• _Exercise materials_
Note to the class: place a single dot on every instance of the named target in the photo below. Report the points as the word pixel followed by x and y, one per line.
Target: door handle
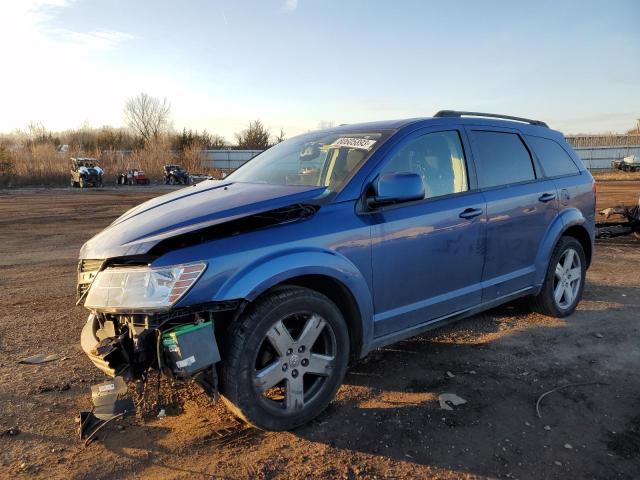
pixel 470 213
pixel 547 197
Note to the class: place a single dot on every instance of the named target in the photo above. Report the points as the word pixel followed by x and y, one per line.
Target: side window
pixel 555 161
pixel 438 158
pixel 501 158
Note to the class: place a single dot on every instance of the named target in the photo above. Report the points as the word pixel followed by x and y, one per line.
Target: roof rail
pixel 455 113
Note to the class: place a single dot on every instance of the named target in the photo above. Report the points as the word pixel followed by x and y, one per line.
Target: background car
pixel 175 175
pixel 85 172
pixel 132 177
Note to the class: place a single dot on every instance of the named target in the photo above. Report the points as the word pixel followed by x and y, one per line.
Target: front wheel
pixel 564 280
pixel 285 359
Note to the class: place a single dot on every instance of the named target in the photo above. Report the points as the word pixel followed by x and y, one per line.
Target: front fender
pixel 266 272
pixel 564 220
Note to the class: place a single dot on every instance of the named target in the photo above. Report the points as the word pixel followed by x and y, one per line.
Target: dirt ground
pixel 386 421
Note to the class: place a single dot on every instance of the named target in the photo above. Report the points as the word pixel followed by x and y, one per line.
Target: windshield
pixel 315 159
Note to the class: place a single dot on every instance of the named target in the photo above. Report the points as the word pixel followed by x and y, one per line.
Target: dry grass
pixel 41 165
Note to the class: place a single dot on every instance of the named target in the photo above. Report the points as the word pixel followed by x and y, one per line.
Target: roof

• _Requirements_
Output everything from the start of the material down to the line containing "pixel 501 158", both ends included, as a Markdown table with columns Row and Line. Skip blank lines and leave the pictures out.

• _Result_
| Row | Line |
|---|---|
| 1 | Note to the class: place a single dot on every instance of the named target in the photo below. Report the points as the word pixel followed by x and y, one per line. |
| 2 | Target: door handle |
| 3 | pixel 470 213 |
| 4 | pixel 547 197 |
| 5 | Note to the class: place a single dot on every instance of the named target in the photo above. Report the points as the word pixel followed by x and y, one per line. |
| 6 | Target: side window |
| 7 | pixel 555 161 |
| 8 | pixel 438 158 |
| 9 | pixel 501 158 |